'''

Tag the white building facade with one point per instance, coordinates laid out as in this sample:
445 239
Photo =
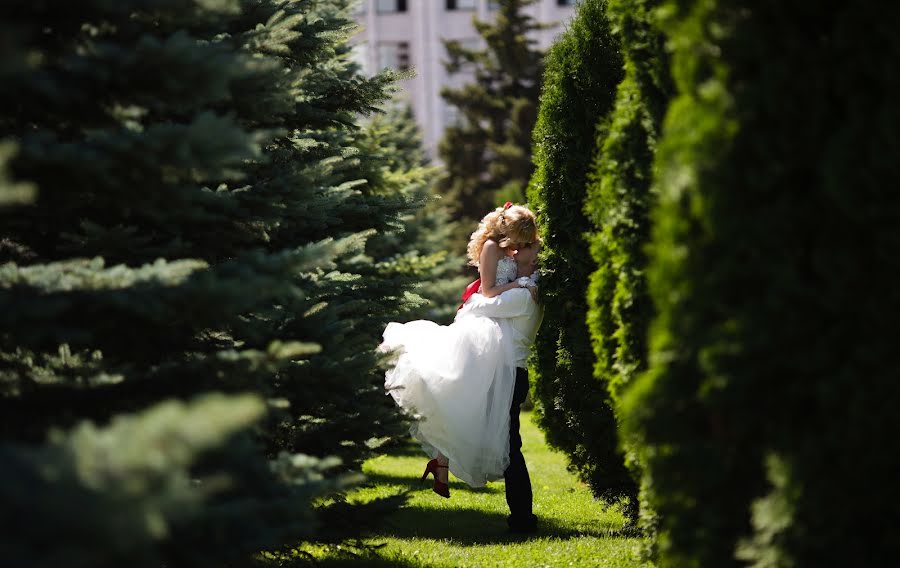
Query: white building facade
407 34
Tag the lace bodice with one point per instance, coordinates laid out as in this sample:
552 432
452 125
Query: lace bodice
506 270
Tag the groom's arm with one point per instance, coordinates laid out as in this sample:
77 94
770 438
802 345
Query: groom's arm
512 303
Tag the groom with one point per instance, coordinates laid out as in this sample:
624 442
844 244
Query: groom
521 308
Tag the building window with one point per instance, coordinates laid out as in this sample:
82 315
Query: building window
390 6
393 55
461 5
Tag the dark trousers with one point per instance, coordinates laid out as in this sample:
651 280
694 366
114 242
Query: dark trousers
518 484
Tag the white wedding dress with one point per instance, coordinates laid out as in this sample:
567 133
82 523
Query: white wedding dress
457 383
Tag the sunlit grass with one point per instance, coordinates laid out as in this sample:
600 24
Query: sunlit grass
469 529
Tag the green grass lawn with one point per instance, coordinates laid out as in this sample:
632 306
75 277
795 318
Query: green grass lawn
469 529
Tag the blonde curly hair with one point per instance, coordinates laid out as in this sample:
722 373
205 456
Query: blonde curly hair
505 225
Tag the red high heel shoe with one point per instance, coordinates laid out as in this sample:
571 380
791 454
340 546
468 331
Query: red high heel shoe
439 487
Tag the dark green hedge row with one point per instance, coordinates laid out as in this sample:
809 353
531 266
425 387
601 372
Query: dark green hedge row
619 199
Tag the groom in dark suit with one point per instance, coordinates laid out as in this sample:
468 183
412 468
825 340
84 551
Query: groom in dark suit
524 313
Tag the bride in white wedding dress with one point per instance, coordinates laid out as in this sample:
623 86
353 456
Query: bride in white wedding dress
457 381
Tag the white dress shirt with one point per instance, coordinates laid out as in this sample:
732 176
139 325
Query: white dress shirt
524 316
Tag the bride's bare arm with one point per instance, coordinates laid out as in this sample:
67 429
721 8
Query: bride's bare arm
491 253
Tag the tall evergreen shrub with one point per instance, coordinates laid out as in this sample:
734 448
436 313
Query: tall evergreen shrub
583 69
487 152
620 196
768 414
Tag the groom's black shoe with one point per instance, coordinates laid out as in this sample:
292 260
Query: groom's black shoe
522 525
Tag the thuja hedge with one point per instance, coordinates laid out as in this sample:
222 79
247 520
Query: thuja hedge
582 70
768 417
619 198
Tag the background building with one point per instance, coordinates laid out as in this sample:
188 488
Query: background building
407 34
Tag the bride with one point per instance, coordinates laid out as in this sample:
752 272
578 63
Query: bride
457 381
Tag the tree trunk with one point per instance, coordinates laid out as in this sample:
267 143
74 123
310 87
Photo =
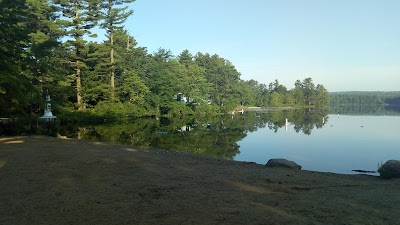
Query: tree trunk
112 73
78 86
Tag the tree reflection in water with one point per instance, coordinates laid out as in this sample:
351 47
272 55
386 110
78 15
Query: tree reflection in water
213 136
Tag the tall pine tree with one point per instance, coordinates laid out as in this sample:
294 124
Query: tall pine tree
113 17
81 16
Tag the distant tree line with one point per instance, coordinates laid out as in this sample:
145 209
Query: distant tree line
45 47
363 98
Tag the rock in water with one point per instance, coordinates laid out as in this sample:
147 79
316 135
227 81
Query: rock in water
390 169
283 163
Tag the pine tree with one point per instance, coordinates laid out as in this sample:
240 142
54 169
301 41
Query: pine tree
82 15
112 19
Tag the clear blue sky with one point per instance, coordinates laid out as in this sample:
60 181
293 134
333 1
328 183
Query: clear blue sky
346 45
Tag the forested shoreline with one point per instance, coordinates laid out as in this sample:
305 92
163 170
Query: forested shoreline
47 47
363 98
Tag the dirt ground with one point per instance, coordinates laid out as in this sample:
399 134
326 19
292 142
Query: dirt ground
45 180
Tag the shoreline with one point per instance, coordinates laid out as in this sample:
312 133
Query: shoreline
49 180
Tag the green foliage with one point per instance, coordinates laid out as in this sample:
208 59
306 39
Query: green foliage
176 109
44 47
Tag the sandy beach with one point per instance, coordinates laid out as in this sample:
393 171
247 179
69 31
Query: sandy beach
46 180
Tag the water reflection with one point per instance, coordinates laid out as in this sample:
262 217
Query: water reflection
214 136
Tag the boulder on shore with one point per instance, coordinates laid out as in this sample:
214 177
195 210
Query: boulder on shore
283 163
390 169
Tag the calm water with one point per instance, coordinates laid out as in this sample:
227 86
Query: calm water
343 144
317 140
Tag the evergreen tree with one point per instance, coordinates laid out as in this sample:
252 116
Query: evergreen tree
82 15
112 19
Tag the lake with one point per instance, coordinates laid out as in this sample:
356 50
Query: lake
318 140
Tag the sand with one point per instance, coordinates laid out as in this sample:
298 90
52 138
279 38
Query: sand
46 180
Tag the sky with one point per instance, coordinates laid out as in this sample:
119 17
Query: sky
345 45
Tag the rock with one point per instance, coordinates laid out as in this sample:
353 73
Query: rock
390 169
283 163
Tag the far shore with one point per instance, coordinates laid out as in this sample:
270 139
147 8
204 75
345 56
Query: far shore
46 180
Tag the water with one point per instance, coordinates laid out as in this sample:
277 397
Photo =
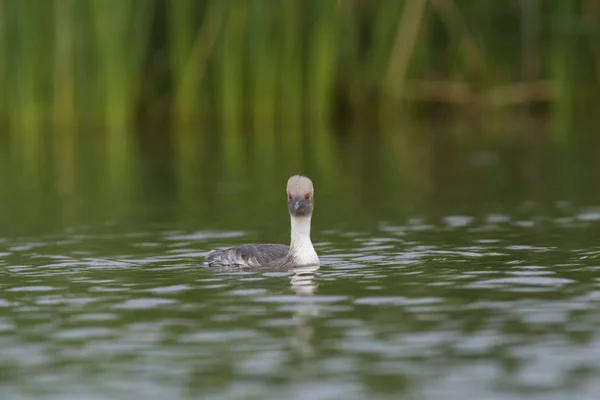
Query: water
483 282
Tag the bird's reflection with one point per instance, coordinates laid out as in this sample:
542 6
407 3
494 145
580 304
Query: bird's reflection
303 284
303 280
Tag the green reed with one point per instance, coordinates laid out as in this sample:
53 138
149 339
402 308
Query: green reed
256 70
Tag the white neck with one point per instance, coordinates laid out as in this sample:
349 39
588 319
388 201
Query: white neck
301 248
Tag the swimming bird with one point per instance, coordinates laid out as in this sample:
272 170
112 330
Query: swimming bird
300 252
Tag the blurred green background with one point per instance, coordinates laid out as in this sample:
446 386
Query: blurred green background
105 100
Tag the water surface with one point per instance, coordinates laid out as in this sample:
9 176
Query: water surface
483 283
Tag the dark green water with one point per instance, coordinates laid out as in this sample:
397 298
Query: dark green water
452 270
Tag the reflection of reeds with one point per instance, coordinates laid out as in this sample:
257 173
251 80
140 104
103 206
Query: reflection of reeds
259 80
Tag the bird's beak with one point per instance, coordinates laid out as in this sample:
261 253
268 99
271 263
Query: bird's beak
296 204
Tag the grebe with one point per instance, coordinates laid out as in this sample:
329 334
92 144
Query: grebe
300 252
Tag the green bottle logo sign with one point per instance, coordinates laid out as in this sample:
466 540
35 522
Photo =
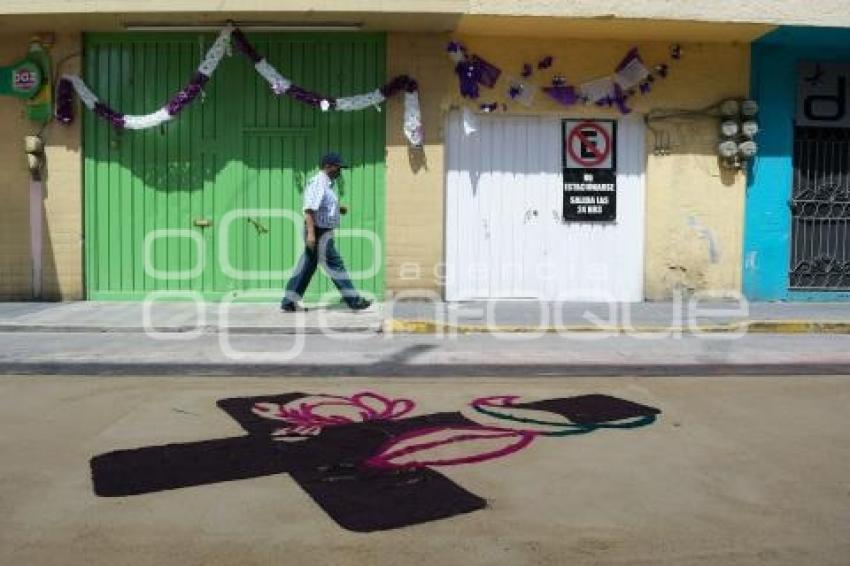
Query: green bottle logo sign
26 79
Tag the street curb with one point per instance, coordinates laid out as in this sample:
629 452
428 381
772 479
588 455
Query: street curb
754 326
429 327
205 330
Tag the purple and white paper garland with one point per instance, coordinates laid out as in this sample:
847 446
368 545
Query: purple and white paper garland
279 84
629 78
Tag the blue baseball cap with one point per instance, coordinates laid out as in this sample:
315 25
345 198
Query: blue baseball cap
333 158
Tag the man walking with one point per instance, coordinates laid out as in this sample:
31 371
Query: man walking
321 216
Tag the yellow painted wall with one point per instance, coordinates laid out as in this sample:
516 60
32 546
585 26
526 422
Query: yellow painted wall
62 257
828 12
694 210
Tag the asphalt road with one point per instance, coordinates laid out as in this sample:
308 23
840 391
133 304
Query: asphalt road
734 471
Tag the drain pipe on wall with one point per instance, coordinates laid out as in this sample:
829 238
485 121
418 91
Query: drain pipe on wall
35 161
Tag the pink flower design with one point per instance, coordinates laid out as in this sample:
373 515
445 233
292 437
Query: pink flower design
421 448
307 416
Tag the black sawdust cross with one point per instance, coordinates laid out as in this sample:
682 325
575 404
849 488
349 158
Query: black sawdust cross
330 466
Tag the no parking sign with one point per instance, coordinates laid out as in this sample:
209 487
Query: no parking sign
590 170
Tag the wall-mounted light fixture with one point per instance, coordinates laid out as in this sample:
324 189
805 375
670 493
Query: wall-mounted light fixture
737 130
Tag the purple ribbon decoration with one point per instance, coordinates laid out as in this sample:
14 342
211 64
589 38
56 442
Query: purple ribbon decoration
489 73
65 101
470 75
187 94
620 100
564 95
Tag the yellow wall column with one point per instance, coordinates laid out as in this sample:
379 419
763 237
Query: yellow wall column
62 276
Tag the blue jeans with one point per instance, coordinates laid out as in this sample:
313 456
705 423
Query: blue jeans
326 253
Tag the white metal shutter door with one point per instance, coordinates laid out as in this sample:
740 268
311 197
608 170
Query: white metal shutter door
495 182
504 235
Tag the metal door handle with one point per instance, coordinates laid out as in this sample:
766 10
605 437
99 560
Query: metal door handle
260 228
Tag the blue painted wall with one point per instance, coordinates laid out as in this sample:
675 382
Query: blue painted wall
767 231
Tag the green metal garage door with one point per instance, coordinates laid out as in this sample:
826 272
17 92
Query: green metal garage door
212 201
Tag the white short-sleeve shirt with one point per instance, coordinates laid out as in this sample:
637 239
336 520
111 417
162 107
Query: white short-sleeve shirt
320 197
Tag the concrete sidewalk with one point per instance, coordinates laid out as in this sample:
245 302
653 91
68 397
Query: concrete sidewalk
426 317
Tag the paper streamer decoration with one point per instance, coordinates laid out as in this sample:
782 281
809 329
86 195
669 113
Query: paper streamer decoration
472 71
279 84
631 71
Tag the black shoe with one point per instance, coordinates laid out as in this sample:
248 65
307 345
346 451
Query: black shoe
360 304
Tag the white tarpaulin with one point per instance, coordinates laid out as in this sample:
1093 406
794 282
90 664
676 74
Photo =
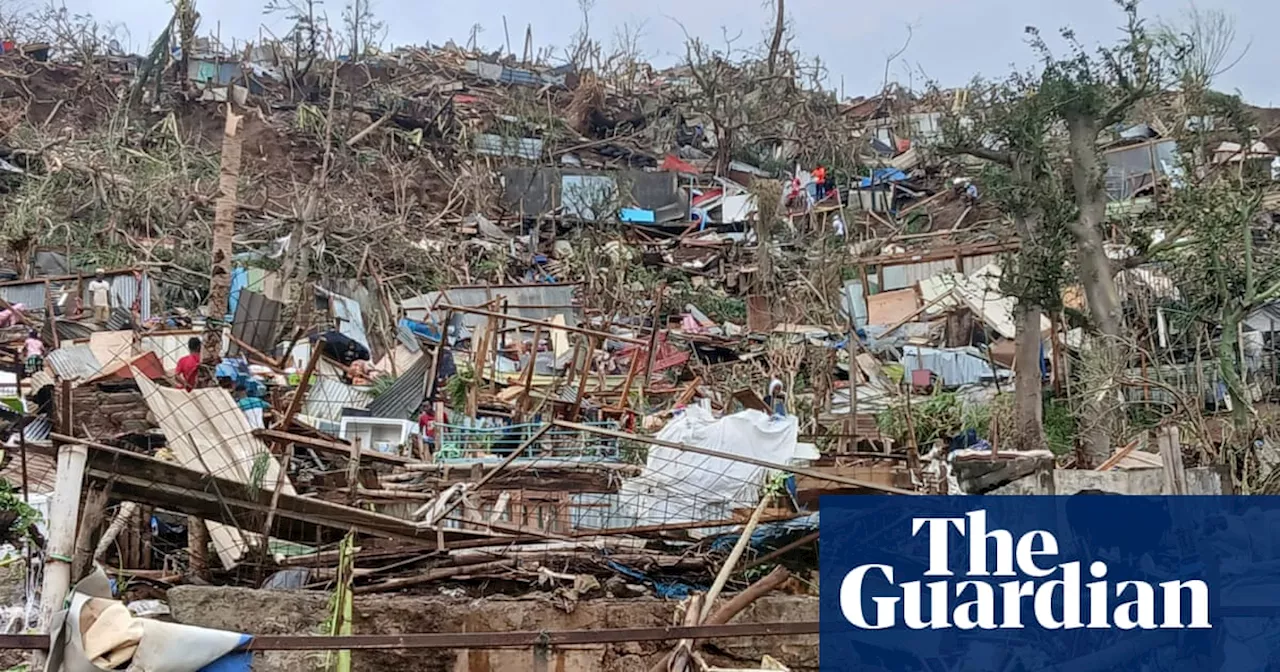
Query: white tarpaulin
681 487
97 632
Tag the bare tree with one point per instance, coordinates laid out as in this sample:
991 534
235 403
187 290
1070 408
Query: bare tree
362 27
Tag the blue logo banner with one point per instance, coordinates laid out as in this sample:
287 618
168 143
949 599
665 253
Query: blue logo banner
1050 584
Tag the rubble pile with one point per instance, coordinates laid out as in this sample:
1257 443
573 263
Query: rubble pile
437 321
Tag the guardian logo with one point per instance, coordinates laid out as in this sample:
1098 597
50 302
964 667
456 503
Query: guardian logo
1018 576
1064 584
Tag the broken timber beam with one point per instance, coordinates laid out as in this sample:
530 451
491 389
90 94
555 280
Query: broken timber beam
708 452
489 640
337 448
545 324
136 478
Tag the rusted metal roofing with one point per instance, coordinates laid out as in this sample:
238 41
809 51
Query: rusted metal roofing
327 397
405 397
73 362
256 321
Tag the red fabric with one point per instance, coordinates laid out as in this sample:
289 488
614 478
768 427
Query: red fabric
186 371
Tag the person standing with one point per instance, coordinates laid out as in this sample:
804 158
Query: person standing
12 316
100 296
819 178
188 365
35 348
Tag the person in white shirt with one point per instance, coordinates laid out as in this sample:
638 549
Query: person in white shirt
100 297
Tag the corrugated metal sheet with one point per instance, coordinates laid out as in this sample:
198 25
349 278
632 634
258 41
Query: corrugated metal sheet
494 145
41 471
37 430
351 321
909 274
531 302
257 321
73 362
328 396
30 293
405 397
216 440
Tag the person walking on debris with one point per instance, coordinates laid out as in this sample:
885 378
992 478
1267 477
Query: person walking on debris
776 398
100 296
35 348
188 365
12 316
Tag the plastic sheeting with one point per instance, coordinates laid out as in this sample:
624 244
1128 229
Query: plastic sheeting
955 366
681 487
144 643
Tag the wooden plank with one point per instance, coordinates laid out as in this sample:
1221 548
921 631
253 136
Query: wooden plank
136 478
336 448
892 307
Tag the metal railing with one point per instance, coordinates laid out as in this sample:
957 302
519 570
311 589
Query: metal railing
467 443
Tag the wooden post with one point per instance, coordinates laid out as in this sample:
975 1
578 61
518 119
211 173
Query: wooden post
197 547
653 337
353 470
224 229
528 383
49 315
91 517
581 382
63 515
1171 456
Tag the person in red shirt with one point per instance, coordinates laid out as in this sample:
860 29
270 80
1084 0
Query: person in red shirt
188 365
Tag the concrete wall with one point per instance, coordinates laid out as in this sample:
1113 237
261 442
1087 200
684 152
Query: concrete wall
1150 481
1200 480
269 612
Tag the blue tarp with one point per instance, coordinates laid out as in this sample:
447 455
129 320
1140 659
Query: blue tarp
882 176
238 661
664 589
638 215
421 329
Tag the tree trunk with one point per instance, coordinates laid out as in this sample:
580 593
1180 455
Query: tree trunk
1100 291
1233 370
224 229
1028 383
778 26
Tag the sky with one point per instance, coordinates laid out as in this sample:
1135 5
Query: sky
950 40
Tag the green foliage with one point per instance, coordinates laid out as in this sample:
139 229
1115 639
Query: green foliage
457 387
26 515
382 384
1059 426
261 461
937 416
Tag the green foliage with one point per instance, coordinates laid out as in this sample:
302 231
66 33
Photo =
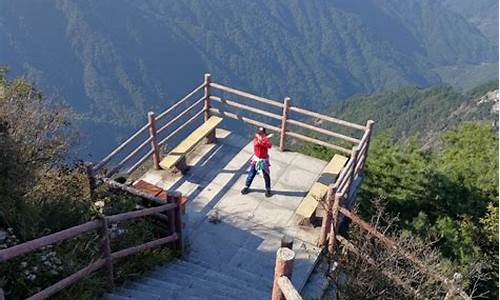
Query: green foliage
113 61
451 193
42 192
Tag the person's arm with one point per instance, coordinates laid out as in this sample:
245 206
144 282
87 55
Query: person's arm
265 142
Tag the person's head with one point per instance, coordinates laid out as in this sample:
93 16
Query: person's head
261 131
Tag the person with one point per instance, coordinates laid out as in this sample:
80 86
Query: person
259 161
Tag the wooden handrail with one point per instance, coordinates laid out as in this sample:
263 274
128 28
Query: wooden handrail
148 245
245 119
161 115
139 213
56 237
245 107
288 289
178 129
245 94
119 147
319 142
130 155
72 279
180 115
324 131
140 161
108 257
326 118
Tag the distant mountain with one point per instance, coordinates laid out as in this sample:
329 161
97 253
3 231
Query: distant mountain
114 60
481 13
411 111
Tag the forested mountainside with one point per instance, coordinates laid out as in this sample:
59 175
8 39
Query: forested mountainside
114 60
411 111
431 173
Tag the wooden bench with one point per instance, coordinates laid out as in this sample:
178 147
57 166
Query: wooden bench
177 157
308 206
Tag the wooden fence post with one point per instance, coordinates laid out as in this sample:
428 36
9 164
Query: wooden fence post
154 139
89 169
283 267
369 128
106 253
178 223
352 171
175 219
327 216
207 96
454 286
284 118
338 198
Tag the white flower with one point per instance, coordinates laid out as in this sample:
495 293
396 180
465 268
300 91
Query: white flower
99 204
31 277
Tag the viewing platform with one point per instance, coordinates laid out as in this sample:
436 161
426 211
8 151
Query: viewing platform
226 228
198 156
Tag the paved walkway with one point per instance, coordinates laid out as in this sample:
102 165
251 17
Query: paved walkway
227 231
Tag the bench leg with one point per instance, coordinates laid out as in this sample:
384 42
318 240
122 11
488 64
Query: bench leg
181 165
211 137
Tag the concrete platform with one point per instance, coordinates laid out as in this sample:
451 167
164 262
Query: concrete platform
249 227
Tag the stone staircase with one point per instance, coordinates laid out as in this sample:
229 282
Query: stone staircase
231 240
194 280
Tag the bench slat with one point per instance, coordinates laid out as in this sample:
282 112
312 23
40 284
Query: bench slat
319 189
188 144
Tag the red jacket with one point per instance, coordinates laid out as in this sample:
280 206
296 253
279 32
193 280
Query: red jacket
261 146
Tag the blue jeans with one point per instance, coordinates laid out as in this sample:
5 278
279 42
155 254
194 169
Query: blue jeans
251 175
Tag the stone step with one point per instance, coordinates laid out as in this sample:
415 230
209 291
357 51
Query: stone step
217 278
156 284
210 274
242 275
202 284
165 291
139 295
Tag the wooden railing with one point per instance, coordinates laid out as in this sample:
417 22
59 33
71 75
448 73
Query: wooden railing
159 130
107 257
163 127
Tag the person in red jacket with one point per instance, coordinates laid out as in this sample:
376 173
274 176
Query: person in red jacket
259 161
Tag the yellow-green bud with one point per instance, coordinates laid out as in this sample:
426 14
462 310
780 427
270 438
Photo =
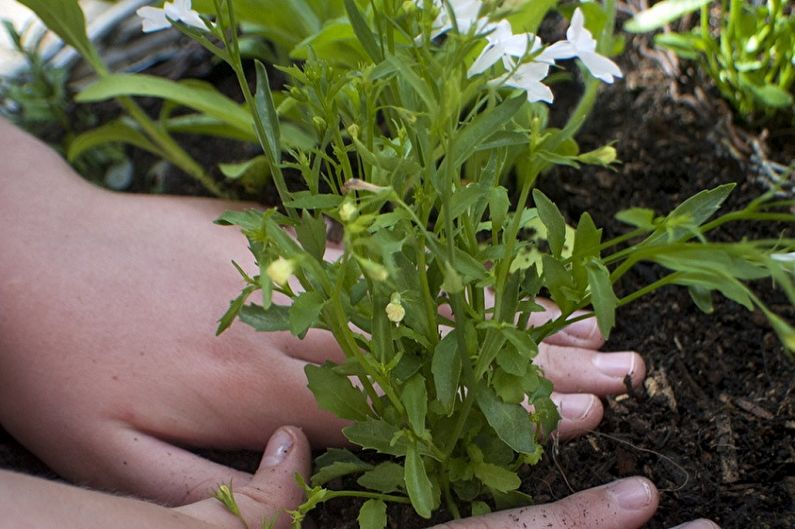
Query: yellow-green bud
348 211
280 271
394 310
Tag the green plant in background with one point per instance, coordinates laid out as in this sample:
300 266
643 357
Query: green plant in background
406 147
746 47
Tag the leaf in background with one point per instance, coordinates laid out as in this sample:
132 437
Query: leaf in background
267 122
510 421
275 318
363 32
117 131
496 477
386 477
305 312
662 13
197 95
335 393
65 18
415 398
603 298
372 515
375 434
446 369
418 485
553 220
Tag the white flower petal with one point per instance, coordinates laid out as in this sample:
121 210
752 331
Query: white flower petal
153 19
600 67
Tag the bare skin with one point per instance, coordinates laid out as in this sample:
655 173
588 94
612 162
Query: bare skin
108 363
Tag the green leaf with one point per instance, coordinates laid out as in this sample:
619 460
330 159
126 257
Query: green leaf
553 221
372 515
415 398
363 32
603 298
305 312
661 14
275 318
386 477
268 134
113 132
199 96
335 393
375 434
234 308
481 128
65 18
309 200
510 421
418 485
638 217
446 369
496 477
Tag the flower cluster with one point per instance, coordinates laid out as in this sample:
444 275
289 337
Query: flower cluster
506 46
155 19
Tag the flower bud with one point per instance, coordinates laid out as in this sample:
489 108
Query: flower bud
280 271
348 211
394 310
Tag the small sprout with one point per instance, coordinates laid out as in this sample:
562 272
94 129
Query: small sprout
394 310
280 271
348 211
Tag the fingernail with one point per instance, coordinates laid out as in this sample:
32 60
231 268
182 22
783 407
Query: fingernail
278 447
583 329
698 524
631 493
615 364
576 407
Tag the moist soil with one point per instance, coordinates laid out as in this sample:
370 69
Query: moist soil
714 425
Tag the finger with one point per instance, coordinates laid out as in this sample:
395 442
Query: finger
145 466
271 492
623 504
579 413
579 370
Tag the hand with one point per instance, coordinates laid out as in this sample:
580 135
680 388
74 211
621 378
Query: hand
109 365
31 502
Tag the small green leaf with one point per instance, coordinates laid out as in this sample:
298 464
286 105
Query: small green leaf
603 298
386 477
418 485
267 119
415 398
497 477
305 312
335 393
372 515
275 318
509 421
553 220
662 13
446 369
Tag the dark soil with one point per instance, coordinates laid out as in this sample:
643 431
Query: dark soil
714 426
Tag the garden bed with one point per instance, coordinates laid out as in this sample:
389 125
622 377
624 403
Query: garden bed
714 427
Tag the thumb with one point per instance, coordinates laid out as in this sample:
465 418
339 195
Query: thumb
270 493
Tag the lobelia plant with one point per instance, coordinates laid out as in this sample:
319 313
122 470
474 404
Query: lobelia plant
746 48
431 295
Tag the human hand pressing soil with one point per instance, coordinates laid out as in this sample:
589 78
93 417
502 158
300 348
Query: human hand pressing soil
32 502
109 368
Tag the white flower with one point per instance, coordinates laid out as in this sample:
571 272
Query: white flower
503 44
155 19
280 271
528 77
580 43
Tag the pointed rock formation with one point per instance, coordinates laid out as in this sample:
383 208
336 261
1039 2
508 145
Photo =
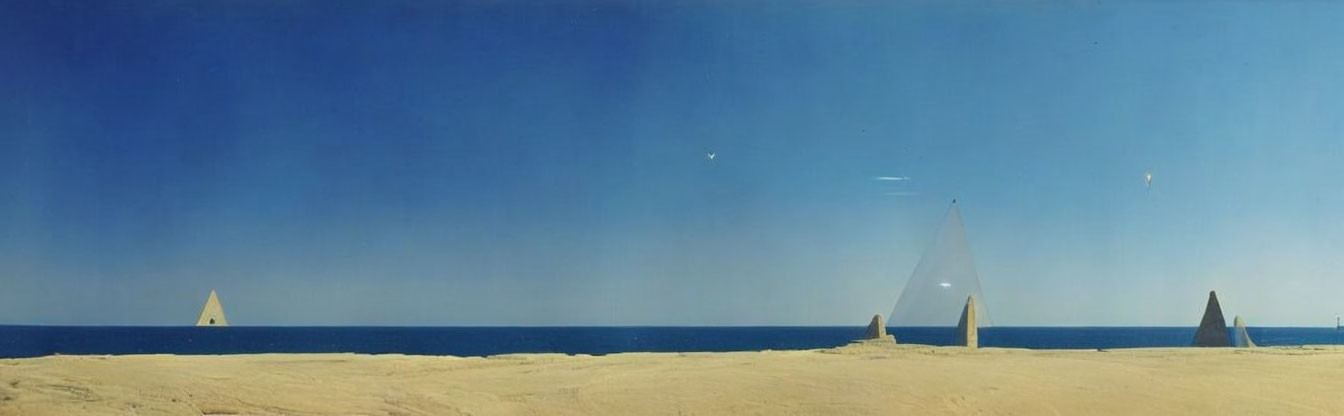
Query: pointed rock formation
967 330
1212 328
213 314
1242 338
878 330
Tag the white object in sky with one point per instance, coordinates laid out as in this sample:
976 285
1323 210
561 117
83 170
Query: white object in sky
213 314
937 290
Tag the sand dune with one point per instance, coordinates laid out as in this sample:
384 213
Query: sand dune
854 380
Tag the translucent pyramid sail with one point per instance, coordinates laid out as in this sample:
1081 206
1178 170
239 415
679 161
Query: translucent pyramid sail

'''

* **Your task**:
From the records above, return each line where "sail" occurs.

* **Response box**:
Tag the translucent pyramid sail with one point per instance, coordinates laid out as in this sample:
Query: translucent pyramid sail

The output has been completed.